* _Instrucciones de la tarea_
Reproduzca sin cambio alguno las filas que van desde la que contiene "Exercise. Mark the chocolate" hasta la que contiene "(1031, 489)", ambas incluidas.

☆ ☆ ☆ ☆ ☆ ☆ ☆

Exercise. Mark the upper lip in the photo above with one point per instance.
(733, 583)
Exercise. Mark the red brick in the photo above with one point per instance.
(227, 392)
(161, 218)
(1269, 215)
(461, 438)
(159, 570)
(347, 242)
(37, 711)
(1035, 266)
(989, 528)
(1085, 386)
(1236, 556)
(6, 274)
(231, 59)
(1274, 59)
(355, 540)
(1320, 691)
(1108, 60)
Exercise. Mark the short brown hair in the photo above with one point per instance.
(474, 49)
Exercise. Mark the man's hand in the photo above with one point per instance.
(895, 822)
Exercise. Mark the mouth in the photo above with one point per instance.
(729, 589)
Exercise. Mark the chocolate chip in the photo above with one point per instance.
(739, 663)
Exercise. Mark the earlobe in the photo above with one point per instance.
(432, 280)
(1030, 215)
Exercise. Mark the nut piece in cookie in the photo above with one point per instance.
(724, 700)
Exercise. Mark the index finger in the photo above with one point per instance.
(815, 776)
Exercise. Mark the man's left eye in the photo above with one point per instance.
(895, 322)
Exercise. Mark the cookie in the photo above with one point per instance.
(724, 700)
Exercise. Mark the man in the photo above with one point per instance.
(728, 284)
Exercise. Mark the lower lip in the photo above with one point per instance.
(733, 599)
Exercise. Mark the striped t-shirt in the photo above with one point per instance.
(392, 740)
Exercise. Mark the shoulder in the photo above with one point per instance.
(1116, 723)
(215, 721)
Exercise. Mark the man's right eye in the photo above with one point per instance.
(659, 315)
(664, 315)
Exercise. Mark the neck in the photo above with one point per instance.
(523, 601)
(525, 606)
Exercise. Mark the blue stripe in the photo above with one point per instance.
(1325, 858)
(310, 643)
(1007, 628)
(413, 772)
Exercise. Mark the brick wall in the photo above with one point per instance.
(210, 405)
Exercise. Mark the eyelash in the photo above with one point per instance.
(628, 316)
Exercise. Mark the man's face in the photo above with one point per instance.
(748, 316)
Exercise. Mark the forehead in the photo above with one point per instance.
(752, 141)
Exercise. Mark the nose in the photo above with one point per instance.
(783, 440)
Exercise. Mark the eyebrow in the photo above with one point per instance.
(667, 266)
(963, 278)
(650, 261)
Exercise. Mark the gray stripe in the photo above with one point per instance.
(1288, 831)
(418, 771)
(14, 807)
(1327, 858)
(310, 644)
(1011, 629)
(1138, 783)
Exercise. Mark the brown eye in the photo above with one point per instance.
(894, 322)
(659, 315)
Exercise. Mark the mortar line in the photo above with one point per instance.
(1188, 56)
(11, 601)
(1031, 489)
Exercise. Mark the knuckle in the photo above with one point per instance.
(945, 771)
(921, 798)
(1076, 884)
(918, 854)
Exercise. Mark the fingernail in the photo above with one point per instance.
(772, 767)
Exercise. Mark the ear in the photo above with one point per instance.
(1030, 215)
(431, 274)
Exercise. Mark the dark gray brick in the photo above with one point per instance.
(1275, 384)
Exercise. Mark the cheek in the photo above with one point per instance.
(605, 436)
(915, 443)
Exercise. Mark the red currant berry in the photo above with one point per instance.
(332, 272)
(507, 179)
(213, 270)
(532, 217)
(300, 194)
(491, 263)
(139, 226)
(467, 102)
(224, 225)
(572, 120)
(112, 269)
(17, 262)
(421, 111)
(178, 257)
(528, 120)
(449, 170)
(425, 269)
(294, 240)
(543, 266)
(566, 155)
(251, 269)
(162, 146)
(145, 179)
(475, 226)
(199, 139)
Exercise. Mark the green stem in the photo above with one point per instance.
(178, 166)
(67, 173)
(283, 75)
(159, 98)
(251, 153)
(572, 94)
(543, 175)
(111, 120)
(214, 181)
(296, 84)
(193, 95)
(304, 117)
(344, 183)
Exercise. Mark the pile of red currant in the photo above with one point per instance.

☆ ☆ ☆ ☆ ☆ ☆ ☆

* _Resultado del ejercicio_
Exercise. Mark the chocolate chip in the photo above with one point per instance.
(739, 663)
Exercise. Mark the earlobe in the photo above with one point per instance.
(432, 280)
(1030, 215)
Exercise. Mark the nut piece in cookie in the photo above with one point per instance.
(724, 700)
Exercise. Mark the index finger in the photo above with one point per instance.
(815, 776)
Exercise. Mark the man's left eye in the photo above with one point per instance.
(895, 322)
Exercise. Mark the cookie in the photo above with one point per instance.
(724, 700)
Exercise. Mark the man in the photo above with one point per instance.
(728, 284)
Exercise. Mark the lower lip in the photo above with one point per instance.
(733, 599)
Exercise. Mark the striped t-shirt in the photo above with one point per instance.
(392, 740)
Exercise. Mark the shoulder in the photo above with one point per instance.
(1116, 723)
(215, 721)
Exercise. Mark the man's right eye in the photo above with one point per instance.
(659, 315)
(664, 315)
Exercise. Mark the neck in the photo above with one point per instance.
(523, 601)
(525, 606)
Exercise. Mark the blue stripe in the photo above with one point per instance.
(1325, 858)
(310, 643)
(1007, 628)
(413, 772)
Exercise. Mark the brick wall in the photo above with one point per instance.
(210, 405)
Exercise. Mark the eyelash in the photo above with one point per instance.
(628, 316)
Exercise. Mark the man's face in the photo above with one point per instance.
(748, 316)
Exercise. Mark the forehead in the photo above with one point per instance.
(752, 141)
Exercise. Mark the nose in the photo above with one point per instance.
(783, 440)
Exercise. Mark the eyebrow in the photo above with one point per instance.
(667, 266)
(963, 278)
(650, 261)
Exercise. Mark the gray stripe in the photo above with one point per instance.
(1288, 831)
(418, 771)
(14, 807)
(1327, 858)
(310, 644)
(1011, 629)
(1138, 783)
Exercise. Mark the brown eye in the photo above with one point per instance.
(894, 322)
(659, 315)
Exercise. Mark the mortar line in the photo above with one point per instance.
(1188, 56)
(11, 601)
(1031, 489)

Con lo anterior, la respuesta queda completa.